• **WRITTEN REQUEST**: Rewrite the lines below as a JSON list of strings, with one string for each line and any blank lines omitted.

• **DATA FOR THE TASK**:
## BEGIN

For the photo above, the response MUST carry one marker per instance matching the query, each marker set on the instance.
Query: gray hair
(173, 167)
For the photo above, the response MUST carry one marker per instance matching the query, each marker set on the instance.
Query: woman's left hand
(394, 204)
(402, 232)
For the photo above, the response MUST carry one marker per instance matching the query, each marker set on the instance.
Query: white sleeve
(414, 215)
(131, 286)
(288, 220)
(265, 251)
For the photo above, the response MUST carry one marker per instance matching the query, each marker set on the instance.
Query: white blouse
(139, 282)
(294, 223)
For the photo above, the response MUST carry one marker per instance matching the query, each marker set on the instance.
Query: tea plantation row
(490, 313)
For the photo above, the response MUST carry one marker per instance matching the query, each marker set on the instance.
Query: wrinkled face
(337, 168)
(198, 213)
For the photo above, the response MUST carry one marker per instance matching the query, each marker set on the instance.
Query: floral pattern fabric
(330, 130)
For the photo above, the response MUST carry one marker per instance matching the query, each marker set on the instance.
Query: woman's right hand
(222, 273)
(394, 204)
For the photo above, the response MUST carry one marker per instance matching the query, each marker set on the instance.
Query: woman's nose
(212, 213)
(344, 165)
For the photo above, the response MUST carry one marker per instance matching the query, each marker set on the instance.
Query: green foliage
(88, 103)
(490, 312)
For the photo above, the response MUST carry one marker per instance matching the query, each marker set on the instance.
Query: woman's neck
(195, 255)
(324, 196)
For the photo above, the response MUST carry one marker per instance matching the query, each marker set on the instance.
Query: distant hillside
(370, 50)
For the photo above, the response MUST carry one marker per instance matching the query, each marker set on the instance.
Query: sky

## END

• **TASK ANSWER**:
[
  "For the photo above, the response MUST carry one marker per instance matching the query, each marker set on the instance.",
  "Query: gray hair",
  "(173, 167)",
  "For the photo above, the response MUST carry one marker per instance matching the query, each marker set on the instance.",
  "Query: woman's left hand",
  "(394, 204)",
  "(402, 232)",
  "For the photo above, the response MUST carry one marker per instance matching the query, each marker set on the instance.",
  "Query: white sleeve",
  "(414, 215)",
  "(131, 286)",
  "(288, 220)",
  "(265, 251)",
  "For the photo above, the response MUST carry one marker per instance matching the query, each marker set on the instance.",
  "Query: white blouse",
  "(139, 282)",
  "(294, 223)",
  "For the photo above, the response MUST carry one marker per instance matching the query, each marker set on the instance.",
  "Query: tea plantation row",
  "(490, 313)",
  "For the photo above, the response MUST carry one marker per instance matching the query, each marker set on the instance.",
  "Query: wrinkled face",
  "(337, 168)",
  "(198, 213)",
  "For the photo above, the response MUST carry one marker per instance matching the query, each marker set on the instance.",
  "Query: floral pattern fabric",
  "(330, 130)",
  "For the photo above, the response MUST carry one marker per instance matching the query, each marker set on the instance.",
  "Query: woman's right hand",
  "(222, 273)",
  "(394, 204)",
  "For the photo above, the response MUST carry one marker per instance matching the query, each marker set on the instance.",
  "Query: woman's nose",
  "(212, 213)",
  "(344, 165)",
  "For the photo above, the response MUST carry one marker per instance matching the query, each marker set on the instance.",
  "Query: green foliage",
  "(88, 103)",
  "(490, 312)",
  "For the photo above, the response MUST carry one marker per instance matching the query, each marker set on the instance.",
  "Query: woman's neck",
  "(195, 255)",
  "(324, 196)",
  "For the photo above, the response MUST carry one marker per instance matching the query, each marker set on the instance.",
  "Query: distant hillside",
  "(370, 50)",
  "For the photo above, the response MUST carry one marker per instance matching the query, each marker set on the instance.",
  "Query: sky"
]